Input data:
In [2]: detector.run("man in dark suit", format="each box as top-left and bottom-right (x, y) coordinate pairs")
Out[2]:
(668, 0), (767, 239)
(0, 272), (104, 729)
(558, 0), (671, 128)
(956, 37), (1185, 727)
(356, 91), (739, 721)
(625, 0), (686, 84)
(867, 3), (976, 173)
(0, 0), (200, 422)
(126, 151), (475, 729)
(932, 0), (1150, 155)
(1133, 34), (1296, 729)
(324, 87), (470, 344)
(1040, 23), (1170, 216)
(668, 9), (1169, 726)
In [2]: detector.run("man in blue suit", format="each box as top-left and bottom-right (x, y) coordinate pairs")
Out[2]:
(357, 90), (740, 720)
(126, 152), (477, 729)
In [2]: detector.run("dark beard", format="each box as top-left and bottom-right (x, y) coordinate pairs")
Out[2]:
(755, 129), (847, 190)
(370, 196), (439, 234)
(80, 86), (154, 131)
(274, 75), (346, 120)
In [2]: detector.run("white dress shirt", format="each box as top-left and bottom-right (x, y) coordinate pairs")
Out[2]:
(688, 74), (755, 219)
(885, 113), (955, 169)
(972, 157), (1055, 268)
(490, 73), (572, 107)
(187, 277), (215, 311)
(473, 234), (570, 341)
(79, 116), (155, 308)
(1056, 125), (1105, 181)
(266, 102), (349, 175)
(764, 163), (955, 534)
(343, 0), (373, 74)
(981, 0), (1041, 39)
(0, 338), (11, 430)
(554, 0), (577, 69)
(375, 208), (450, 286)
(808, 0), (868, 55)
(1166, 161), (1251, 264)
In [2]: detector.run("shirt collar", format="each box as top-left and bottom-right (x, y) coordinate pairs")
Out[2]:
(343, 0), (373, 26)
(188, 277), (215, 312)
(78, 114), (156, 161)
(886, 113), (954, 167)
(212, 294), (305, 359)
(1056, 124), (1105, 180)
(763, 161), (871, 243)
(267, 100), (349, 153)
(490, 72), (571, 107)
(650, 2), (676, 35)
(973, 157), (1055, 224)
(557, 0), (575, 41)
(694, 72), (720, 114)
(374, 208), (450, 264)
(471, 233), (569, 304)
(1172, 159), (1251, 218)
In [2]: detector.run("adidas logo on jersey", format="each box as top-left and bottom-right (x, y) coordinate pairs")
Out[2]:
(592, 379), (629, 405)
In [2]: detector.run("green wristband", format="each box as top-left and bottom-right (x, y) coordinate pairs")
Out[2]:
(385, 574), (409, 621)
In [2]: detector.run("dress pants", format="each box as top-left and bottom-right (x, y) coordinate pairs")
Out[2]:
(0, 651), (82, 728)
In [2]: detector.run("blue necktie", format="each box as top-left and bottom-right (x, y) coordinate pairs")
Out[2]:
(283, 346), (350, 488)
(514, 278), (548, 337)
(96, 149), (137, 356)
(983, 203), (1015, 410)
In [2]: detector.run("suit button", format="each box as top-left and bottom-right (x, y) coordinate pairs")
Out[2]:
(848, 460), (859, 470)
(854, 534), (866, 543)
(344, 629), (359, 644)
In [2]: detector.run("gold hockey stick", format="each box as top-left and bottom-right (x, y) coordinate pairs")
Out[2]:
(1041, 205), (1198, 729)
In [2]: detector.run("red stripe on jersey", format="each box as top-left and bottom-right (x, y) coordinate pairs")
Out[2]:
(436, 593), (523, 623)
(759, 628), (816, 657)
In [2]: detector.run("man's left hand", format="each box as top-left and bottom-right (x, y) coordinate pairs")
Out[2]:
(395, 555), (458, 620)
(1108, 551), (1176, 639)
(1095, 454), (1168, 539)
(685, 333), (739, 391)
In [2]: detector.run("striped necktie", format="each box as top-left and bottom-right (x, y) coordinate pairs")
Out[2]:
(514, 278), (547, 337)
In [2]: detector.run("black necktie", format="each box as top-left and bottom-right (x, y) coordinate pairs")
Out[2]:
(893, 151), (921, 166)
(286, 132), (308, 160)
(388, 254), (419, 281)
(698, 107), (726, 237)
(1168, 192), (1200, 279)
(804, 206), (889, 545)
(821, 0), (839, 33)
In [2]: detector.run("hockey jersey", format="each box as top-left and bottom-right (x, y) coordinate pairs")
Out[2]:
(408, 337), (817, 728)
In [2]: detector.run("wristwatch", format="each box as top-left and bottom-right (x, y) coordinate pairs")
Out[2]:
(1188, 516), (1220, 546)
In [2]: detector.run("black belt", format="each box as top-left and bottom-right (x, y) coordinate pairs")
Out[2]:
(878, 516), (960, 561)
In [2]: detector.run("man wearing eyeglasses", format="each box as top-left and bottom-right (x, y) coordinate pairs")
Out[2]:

Work required: Look through the data above. Find each line with the string "suit" and copy it.

Written reply:
In [2]: detector.run("man in dark suit", format="each box as top-left and bottom-right (x, y) coordinate pairs")
In [2]: detector.run("man in blue suit", format="each box as top-left and bottom-right (x, y) coordinate pairs")
In [2]: detector.run("suit button", format="each box as top-left and bottom-right (x, y) coordinate pairs")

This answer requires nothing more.